STUDY TEXT:
***
On April 18, 2023, Denver Health launched a first-of-its-kind resource to support antibiotic stewardship efforts in health systems across the country. The new Outpatient Automated Stewardship Information System (OASIS), created with support from The Pew Charitable Trusts, is open source, meaning it’s free to use and download, and works by harnessing data from electronic health records (EHRs) to assess antibiotic prescribing. Tracking and reporting antibiotic use is a core element of effective outpatient antibiotic stewardship efforts—critical for understanding and improving prescribing practices—but it’s been difficult for outpatient clinics to do as it's often time-consuming and resource intensive, especially for smaller health systems or practices.
At launch, OASIS will have the ability to assess antibiotic prescribing for three categories, chosen based on feedback from the Centers for Disease Control and Prevention, The Pew Charitable Trusts, and the American Academy of Pediatrics:
- Antibiotic use for acute respiratory conditions.
- First-line antibiotic therapy for acute otitis media.
- Antibiotic prescribing for conditions for which the drugs are unnecessary.
***
INFORMATION SHOWN:
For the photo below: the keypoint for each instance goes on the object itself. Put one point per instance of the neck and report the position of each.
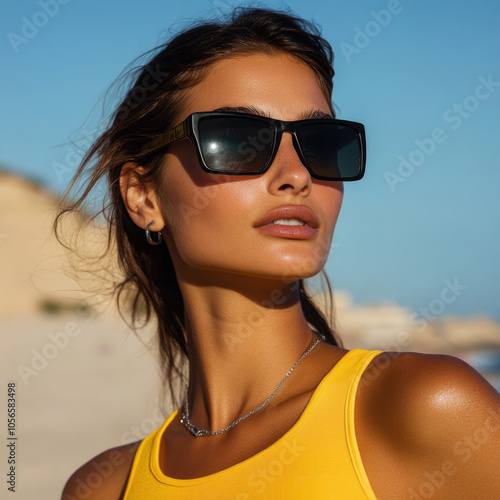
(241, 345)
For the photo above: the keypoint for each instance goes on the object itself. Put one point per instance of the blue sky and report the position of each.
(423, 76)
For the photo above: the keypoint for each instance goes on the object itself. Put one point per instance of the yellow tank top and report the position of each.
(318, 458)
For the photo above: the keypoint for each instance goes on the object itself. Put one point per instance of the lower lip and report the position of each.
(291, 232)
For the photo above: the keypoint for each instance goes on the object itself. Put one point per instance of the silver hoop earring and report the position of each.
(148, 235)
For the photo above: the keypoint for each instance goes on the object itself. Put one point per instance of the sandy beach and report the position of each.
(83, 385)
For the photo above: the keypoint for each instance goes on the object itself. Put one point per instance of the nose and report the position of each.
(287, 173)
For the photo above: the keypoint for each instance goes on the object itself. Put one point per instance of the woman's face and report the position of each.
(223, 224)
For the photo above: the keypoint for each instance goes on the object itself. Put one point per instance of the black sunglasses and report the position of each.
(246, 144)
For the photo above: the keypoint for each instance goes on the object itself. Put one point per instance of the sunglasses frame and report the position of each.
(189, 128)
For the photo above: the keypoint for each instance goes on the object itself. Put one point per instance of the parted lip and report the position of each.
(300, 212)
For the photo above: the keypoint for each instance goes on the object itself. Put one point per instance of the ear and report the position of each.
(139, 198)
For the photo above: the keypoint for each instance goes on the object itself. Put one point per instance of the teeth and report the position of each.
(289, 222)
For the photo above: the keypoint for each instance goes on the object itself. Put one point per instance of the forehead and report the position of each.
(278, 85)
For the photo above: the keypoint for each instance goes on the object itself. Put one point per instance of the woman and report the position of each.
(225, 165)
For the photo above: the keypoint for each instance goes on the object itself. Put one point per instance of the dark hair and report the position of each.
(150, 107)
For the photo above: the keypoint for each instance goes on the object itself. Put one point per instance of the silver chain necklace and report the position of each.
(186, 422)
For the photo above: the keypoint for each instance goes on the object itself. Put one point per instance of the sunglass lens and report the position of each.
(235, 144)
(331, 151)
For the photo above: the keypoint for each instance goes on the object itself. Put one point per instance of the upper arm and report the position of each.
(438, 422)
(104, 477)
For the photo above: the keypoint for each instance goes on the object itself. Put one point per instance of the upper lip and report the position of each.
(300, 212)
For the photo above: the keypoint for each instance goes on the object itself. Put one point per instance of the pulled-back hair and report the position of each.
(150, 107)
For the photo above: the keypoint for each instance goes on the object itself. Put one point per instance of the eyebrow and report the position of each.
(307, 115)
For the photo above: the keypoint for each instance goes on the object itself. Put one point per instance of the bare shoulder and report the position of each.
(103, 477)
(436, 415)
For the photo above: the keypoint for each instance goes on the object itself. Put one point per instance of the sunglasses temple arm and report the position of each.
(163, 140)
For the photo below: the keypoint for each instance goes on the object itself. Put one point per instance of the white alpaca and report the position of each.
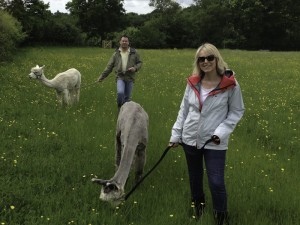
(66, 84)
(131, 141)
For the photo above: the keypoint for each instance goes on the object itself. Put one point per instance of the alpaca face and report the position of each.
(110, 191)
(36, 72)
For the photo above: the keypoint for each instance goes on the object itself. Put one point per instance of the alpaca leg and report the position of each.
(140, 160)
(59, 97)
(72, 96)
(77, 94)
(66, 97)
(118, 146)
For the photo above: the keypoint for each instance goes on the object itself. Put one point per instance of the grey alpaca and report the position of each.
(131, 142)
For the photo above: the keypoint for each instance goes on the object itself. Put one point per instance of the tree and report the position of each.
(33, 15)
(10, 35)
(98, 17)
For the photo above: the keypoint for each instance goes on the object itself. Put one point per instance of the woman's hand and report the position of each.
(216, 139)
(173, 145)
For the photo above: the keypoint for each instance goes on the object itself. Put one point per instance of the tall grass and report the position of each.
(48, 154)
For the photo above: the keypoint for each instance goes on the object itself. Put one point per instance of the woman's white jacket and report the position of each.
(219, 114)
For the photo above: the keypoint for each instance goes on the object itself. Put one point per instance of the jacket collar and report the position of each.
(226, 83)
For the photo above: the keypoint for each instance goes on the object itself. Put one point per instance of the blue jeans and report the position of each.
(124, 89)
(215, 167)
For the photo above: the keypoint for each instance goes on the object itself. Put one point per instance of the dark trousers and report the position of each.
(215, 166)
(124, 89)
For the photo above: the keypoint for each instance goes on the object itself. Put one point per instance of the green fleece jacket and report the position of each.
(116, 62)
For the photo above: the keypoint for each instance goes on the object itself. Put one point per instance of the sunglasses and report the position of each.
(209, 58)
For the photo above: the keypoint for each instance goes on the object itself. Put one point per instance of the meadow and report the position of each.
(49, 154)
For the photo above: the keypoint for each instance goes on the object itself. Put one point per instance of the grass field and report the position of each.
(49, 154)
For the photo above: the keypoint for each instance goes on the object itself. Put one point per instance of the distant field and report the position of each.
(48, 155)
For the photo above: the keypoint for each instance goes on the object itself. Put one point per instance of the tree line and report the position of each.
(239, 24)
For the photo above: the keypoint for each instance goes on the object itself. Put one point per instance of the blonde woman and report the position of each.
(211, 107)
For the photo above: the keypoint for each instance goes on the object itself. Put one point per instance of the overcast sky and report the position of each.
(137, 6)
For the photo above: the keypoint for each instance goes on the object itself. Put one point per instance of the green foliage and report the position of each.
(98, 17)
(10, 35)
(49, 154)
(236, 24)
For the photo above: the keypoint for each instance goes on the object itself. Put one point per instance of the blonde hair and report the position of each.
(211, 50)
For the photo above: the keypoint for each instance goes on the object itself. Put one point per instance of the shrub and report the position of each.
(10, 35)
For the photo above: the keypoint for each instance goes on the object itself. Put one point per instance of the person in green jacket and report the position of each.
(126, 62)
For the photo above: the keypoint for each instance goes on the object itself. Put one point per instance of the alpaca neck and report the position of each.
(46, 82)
***
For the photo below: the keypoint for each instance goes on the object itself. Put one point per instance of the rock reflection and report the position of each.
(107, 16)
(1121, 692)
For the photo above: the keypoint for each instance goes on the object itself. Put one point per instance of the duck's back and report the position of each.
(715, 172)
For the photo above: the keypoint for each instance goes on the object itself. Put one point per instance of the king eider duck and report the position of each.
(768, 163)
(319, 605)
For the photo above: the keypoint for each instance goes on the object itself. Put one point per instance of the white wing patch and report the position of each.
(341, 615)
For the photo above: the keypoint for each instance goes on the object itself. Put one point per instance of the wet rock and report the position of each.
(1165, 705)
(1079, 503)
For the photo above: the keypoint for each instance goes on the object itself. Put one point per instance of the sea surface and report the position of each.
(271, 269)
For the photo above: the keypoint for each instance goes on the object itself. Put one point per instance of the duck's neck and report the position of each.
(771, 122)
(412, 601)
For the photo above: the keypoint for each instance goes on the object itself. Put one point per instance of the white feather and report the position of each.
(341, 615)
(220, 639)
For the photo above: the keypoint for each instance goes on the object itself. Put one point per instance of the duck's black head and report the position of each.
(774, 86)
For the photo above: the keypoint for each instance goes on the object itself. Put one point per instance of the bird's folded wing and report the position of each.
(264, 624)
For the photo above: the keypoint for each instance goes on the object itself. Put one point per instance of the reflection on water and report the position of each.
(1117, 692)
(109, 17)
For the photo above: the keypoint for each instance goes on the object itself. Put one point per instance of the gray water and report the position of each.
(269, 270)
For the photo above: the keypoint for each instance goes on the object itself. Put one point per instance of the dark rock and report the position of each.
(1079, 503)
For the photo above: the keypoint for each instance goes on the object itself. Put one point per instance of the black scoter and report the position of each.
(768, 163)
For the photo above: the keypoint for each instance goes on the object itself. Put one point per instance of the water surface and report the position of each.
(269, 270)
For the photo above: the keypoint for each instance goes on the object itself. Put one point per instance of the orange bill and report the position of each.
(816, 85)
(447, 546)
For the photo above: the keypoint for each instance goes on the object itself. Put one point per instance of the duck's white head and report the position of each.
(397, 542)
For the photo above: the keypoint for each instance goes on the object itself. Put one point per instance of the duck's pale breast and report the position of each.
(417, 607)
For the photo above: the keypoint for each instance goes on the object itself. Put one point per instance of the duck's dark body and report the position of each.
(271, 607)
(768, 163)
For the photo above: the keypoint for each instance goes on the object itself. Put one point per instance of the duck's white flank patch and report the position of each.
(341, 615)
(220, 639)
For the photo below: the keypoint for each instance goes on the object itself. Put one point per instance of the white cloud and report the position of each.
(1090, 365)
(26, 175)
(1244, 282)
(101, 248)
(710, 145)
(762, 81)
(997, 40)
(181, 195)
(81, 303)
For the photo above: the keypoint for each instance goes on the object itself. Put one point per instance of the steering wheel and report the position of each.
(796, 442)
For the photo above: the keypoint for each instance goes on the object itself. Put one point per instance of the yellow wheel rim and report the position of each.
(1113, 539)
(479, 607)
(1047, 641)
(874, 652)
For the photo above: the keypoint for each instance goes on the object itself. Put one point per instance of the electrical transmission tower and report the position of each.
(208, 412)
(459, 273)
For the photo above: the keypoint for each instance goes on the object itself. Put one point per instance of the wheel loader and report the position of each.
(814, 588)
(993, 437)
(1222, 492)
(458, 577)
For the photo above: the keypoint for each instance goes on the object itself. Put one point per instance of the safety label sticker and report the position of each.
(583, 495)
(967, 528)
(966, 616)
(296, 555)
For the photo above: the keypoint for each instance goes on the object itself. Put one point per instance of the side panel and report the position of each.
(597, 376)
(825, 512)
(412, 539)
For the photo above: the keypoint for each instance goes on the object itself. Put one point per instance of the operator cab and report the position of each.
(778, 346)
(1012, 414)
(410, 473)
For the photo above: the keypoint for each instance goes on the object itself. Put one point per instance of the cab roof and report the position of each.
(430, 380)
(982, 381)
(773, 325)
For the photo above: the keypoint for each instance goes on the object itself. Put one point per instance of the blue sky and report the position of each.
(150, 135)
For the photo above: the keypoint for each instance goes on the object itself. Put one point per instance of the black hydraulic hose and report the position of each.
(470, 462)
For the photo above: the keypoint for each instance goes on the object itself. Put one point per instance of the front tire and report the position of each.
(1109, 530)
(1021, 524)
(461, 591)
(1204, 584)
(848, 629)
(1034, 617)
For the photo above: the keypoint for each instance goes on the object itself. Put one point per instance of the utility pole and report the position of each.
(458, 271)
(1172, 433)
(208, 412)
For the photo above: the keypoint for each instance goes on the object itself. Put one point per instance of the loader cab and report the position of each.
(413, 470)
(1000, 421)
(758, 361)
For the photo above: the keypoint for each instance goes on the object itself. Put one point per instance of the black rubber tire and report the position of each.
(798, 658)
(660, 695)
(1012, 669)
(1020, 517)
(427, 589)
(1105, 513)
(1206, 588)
***
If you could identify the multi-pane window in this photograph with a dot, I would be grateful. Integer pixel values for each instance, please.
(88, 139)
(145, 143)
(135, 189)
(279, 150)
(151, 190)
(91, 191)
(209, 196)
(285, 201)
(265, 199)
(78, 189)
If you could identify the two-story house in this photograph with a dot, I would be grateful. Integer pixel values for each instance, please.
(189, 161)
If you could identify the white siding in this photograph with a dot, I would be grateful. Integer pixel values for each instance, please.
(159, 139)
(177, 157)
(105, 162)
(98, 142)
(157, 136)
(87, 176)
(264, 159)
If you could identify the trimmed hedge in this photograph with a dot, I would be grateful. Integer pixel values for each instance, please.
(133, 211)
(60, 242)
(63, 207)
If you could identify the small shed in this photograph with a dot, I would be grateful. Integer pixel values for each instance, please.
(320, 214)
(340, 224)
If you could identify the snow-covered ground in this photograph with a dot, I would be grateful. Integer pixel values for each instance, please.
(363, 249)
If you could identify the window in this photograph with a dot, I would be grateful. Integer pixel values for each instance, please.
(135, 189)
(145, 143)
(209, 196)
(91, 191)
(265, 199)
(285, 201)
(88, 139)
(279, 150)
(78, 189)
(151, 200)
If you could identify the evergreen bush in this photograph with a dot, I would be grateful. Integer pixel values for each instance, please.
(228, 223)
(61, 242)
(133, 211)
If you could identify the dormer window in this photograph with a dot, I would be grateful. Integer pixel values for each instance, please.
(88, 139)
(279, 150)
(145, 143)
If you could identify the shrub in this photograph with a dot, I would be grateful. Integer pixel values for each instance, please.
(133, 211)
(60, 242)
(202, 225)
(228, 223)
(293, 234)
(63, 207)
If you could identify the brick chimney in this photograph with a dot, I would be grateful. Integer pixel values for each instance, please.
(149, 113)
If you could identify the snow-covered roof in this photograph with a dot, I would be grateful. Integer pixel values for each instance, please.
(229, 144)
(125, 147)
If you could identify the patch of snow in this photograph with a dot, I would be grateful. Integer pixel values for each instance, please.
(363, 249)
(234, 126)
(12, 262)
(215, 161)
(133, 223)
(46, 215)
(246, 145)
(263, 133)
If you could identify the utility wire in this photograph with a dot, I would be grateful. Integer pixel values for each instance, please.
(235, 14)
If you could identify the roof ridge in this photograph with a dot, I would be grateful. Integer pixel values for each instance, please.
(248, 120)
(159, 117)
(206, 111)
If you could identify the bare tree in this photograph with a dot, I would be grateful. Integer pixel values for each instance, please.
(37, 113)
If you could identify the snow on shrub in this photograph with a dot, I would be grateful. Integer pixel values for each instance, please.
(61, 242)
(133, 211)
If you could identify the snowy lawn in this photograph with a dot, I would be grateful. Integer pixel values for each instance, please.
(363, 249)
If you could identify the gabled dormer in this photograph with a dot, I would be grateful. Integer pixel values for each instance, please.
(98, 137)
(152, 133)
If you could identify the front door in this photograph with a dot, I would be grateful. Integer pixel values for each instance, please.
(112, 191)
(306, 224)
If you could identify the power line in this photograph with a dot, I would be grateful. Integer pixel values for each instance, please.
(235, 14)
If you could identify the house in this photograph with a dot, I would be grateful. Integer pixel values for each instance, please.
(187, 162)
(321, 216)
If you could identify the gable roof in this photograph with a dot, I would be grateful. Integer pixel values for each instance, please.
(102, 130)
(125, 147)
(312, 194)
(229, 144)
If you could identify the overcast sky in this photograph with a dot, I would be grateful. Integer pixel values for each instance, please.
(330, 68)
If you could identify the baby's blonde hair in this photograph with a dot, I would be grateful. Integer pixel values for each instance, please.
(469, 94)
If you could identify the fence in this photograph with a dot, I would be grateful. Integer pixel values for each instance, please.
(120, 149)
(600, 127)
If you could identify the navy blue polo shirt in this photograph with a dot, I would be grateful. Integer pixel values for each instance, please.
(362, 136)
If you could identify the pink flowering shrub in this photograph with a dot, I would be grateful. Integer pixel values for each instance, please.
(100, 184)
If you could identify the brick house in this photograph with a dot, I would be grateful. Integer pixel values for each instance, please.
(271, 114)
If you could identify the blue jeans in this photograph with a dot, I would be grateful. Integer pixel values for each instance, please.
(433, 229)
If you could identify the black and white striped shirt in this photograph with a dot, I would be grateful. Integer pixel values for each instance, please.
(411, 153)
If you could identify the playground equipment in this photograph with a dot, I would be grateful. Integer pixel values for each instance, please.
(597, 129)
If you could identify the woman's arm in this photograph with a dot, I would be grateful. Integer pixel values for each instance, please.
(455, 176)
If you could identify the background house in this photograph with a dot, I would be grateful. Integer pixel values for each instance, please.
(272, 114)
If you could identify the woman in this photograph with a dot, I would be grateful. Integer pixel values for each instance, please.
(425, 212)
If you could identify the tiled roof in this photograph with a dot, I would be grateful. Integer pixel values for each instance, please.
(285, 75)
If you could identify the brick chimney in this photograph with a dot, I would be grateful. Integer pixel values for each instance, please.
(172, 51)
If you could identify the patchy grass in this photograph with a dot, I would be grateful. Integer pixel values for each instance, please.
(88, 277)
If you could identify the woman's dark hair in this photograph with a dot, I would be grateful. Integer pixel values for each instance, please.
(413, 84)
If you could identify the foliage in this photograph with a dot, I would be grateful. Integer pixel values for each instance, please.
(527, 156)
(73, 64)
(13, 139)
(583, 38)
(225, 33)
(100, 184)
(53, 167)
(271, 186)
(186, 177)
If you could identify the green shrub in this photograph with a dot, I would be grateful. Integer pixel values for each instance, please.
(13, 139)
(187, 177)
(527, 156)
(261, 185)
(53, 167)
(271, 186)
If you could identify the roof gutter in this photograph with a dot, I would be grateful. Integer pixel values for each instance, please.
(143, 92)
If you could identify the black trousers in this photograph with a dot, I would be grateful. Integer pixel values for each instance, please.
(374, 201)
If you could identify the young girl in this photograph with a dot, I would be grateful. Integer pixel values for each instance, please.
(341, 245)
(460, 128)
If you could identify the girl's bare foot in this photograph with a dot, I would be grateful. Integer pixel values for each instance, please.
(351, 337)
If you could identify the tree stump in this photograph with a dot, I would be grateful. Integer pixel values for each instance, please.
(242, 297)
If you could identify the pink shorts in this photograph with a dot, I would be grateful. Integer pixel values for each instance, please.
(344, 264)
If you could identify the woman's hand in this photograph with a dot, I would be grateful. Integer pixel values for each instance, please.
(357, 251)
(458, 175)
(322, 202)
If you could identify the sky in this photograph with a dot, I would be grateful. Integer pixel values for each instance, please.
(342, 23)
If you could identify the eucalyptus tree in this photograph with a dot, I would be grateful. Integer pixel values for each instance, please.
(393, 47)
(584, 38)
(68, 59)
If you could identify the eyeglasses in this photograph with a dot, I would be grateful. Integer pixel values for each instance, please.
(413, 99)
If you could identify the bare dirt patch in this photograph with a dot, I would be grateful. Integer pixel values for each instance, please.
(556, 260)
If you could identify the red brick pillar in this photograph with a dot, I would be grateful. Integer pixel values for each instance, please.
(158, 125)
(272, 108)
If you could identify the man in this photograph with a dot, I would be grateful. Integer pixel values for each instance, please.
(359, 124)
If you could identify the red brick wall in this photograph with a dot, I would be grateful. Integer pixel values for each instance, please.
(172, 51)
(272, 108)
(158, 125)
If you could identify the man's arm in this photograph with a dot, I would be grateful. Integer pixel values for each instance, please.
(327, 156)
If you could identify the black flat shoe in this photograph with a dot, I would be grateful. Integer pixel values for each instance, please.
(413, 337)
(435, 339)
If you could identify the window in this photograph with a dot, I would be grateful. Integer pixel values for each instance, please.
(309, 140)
***
ASSIGNMENT A:
According to the OASIS text, which organization supported the creation of OASIS?
ASSIGNMENT B:
Please continue the OASIS text from its final line.

ANSWER AREA A:
The Pew Charitable Trusts.

ANSWER AREA B:
Because nearly all electronic health record systems store antibiotic prescribing data in similar ways, OASIS can streamline the analysis needed to provide feedback to outpatient clinicians—automatically mining for and pulling together data points such as diagnostic codes and prescription information. It then creates antibiotic prescribing reports and directly emails the findings to clinicians, stewardships teams, and administrators.
Health systems don’t need to purchase any additional software packages or EHR upgrades for OASIS to work. Similarly, existing EHR systems don’t require modifications or customizations to implement the tool. This is important because it means that OASIS can be used without the help of an EHR analyst—who are often in short supply.
Experts agree that tracking and reporting antibiotic prescribing is crucial to helping health care systems evaluate prescribing practices, ensure the appropriate use of these critical therapies, and slow the emergence of deadly antibiotic-resistant pathogens. OASIS will help address some of the long-standing barriers to these types of stewardship efforts, helping to protect individual patients and public health.
David Hyun, M.D., is project director and Rachel Zetts, MPH, is a senior officer with The Pew Charitable Trusts’ antibiotic resistance project.